La Loi sur l’instruction publique, prévoit, à l’article 235, que l’intégration harmonieuse en classe ordinaire d’un élève en difficulté doit être de nature à « faciliter ses apprentissages et son insertion sociale ». Pour Johanne Fortier, de la FSE, privilégier l’intégration ne veut pas dire exclure toute autre solution. « Le texte des Chartes n’est pas absolu et la Loi sur l’instruction publique réfère à une évaluation des capacités et des besoins de l’élève handicapé qui n’est pas toujours faite, ou communiquée aux professeurs. Par ailleurs, l’intégration de l’ensemble des EHDAA ne doit pas non plus constituer une contrainte excessive ou porter atteinte de façon importante aux droits des autres élèves. Le portrait que nous avons de la situation révèle qu’on intègre trop, sans respecter les limites que le législateur a imposé à ce principe », constate Mme Fortier.

Maureen Morris, présidente de l’Association provinciale des enseignantes et enseignants du Québec, ajoute que la classe ordinaire, plus nombreuse que la classe spéciale, par exemple, n’offre pas toujours tout le suivi nécessaire à l’élève en difficulté qui a besoin d’un encadrement plus serré. « Quelquefois, c’est la nature complexe d’un cas qui devrait constituer un frein à l’intégration, ailleurs, c’est le grand nombre de cas, moins lourds, qui teste les limites d’accueil de la classe ordinaire. Dans tous les cas, le grand nombre d’élèves par classe pose problème. »

**Tâches à réaliser**
1. Recopiez le passage de l'extrait sur l'intégration scolaire qui va de « La Loi sur l’instruction publique, prévoit, à » jusqu'à « constate Mme Fortier. » inclus.
2. Dressez la liste de toutes les personnes et de tous les organismes désignés par leur nom dans l'extrait sur l'intégration scolaire.
3. Rédigez la suite de l'extrait sur l'intégration scolaire, à partir de sa dernière phrase.

**Matériel**
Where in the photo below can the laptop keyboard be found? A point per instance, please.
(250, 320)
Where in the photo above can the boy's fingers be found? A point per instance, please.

**Réponses aux tâches**
1.
La Loi sur l’instruction publique, prévoit, à l’article 235, que l’intégration harmonieuse en classe ordinaire d’un élève en difficulté doit être de nature à « faciliter ses apprentissages et son insertion sociale ». Pour Johanne Fortier, de la FSE, privilégier l’intégration ne veut pas dire exclure toute autre solution. « Le texte des Chartes n’est pas absolu et la Loi sur l’instruction publique réfère à une évaluation des capacités et des besoins de l’élève handicapé qui n’est pas toujours faite, ou communiquée aux professeurs. Par ailleurs, l’intégration de l’ensemble des EHDAA ne doit pas non plus constituer une contrainte excessive ou porter atteinte de façon importante aux droits des autres élèves. Le portrait que nous avons de la situation révèle qu’on intègre trop, sans respecter les limites que le législateur a imposé à ce principe », constate Mme Fortier.

2.
- Johanne Fortier
- FSE
- Maureen Morris
- Association provinciale des enseignantes et enseignants du Québec

3.
Des avenues prometteuses, parmi d’autres

Les deux fédérations syndicales, la FSE et l’APEQ, annoncent qu’elles poursuivent l’analyse rigoureuse de la situation et amorcent une réflexion sur la nature des balises qui devraient être mises en place pour encadrer au mieux le processus d’intégration et faire cesser les situations abusives constatées. Elles souhaitent que les autres acteurs du système scolaire, y compris le ministère de l’Éducation, du Loisir et du Sport, comme les organismes de défense des droits et les parents, s’associent à cette réflexion. Parmi les pistes qui paraissent prometteuses, citons la limitation du nombre d’élèves intégrés par classe, en fonction de la nature des handicaps ou des difficultés, une diminution de la taille des groupes, le maintien des classes spéciales ou des parcours particuliers, qui ne devraient pas être des voies d’évitement, mais des lieux où les élèves en plus grande difficulté pourraient recevoir tous les services et toute l’attention que leur condition requiert.

L’ensemble des documents en soutien à cette prise de position peut être consulté sur le site de la FSE (fse.qc.net).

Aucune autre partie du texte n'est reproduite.